DATA PROVIDED »
——————————

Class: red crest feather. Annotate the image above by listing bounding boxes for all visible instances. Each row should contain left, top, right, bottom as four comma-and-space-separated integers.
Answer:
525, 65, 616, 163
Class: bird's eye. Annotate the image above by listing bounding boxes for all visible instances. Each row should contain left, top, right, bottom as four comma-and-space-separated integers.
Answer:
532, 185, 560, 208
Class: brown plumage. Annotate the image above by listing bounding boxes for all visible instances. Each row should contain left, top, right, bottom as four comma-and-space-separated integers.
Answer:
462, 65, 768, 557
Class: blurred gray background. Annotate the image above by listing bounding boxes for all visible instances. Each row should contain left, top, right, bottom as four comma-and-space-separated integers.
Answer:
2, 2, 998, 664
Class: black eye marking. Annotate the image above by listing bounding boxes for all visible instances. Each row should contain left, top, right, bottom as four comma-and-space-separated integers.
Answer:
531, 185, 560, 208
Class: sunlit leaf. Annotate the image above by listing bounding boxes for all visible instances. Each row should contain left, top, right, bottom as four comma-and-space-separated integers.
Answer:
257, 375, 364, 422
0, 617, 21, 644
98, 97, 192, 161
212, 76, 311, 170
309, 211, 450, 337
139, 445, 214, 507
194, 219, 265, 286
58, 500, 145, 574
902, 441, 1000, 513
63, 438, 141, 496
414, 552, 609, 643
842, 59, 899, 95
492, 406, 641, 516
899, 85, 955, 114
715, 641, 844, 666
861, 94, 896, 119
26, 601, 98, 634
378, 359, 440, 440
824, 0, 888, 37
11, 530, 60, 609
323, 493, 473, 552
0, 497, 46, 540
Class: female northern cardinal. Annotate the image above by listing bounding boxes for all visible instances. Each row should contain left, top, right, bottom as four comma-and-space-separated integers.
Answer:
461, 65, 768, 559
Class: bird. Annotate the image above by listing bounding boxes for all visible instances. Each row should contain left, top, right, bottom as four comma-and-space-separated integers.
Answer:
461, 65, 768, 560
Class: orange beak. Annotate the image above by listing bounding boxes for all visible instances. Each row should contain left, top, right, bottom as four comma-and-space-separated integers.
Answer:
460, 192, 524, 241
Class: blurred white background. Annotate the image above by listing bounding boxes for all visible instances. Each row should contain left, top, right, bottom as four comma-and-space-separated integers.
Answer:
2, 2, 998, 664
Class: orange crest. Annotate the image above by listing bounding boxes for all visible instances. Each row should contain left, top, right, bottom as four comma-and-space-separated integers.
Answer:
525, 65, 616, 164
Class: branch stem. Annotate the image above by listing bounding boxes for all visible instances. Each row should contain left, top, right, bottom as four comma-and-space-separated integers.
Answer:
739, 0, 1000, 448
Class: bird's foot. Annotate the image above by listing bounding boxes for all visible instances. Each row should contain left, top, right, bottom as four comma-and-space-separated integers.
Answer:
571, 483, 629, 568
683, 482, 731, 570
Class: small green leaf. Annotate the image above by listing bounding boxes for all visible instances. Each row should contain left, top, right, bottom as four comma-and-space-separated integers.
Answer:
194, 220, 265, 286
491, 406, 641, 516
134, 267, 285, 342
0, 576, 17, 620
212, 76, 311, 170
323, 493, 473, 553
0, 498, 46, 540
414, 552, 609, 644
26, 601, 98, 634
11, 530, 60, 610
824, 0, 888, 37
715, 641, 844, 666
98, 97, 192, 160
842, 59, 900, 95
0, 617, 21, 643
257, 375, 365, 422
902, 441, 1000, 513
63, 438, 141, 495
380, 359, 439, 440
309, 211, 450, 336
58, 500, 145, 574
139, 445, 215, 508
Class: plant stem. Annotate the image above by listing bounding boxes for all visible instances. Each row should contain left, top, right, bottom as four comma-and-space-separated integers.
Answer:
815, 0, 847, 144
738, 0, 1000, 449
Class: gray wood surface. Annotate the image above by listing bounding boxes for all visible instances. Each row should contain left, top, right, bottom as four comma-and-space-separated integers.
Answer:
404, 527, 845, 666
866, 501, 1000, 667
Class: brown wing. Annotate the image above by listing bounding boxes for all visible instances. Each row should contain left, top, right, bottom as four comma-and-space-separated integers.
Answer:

——————————

YOUR OBJECTIVE » Would you give the material above again, complete and exact?

ANSWER TO THIS TASK »
Class: red crest feather. Annotate the image above by listing bounding boxes for all visible instances. Each row should contain left, top, right, bottom as four comma-and-space-separated integers.
Answer:
525, 65, 616, 163
Class: bird's eye. Annotate the image above by listing bounding boxes for all visible instances. Each row should contain left, top, right, bottom as four comma-and-space-separated integers.
Answer:
532, 185, 560, 208
Class: brown plumage. Annotate the image above by listing bounding boxes for all visible instances. Each row should contain left, top, right, bottom as four comma-and-space-separated integers.
Answer:
462, 65, 768, 557
Class: blurred gray background. Annotate the image above by listing bounding boxes for all visible instances. Each row should contain left, top, right, bottom as four comma-and-space-separated integers.
Answer:
2, 2, 998, 664
Class: black eye marking. Annotate the image above by listing bounding boxes for all visible instances. Each row should contain left, top, right, bottom as four comma-and-space-separated integers.
Answer:
531, 185, 560, 208
Class: sunlit leaf. Annotate the image above by listing bounding boxes for all visible instances. Each row should contain left, top, right, bottom as four comma-and-space-separated integers.
Answer:
257, 375, 364, 422
0, 617, 21, 644
98, 97, 192, 161
212, 76, 311, 170
309, 211, 450, 337
139, 445, 214, 507
194, 219, 265, 286
58, 500, 145, 574
902, 441, 1000, 513
63, 438, 141, 496
414, 552, 609, 643
842, 59, 899, 95
492, 406, 641, 516
899, 85, 955, 114
715, 641, 844, 666
861, 94, 896, 119
26, 601, 98, 634
378, 359, 440, 440
824, 0, 888, 37
11, 530, 60, 609
323, 493, 473, 552
0, 497, 46, 540
Class: female northern cardinal. Annotate the image above by listing bounding boxes for all visible instances. Each row should contain left, top, right, bottom as four comma-and-space-separated integers.
Answer:
461, 65, 768, 559
Class: bird. Annotate the image above by listing bounding boxes for all visible instances. Each row should contain left, top, right, bottom as four comma-and-space-separated integers.
Answer:
461, 65, 768, 560
Class: orange beak. Annotate the image above by listing bounding boxes for all visible instances. Each row should contain left, top, right, bottom as four comma-and-space-separated integers.
Answer:
460, 192, 524, 241
Class: blurred white background. Annotate the image above by listing bounding boxes for all visible instances. Each row should contain left, top, right, bottom as four comma-and-space-separated integers.
Answer:
2, 2, 998, 664
Class: orange crest. Annotate the image above by listing bounding boxes for all visible instances. Each row should contain left, top, right, bottom as four comma-and-space-separated integers.
Answer:
525, 65, 616, 164
Class: branch stem. Annotate the image above by listing bounding boxes for all visible instances. Each row should contain left, top, right, bottom as four comma-and-space-separated integers.
Answer:
739, 0, 1000, 448
Class: bird's foot. Annotate the image above by listing bounding boxes for all visible instances. Each row should contain left, top, right, bottom as four comma-and-space-separated integers.
Answer:
571, 483, 629, 568
683, 482, 731, 570
Class: small green leaf. Annotate the image above by listing bounding boxes for all visible instances. Each row should contain left, top, right, bottom as four comma-and-space-separated integers.
Answer:
194, 220, 265, 286
491, 406, 641, 516
134, 267, 285, 342
0, 576, 17, 620
212, 76, 311, 170
323, 493, 473, 553
0, 498, 46, 540
414, 552, 609, 644
26, 601, 98, 634
11, 530, 60, 610
824, 0, 888, 37
715, 641, 844, 666
98, 97, 192, 160
842, 59, 900, 95
0, 617, 21, 643
257, 375, 365, 422
902, 441, 1000, 513
63, 438, 141, 495
380, 359, 439, 440
309, 211, 450, 336
58, 500, 145, 574
139, 445, 215, 508
Class: plant stem. Annotate the image above by listing bounding boxes for all visible instances. Each row should contain left, top, right, bottom as four comma-and-space-separated integers.
Answer:
815, 0, 847, 144
738, 0, 1000, 449
Class: gray wood surface. Annotate the image above by listing bounding boxes for all visible instances. Each row should contain left, top, right, bottom as four comma-and-space-separated integers.
Answer:
404, 527, 845, 666
866, 501, 1000, 667
Class: brown wing. Annotate the image above by listing bounding boxes for all visible instances. Each row should contain left, top, right, bottom as four comma-and-space-separated integers.
Answer:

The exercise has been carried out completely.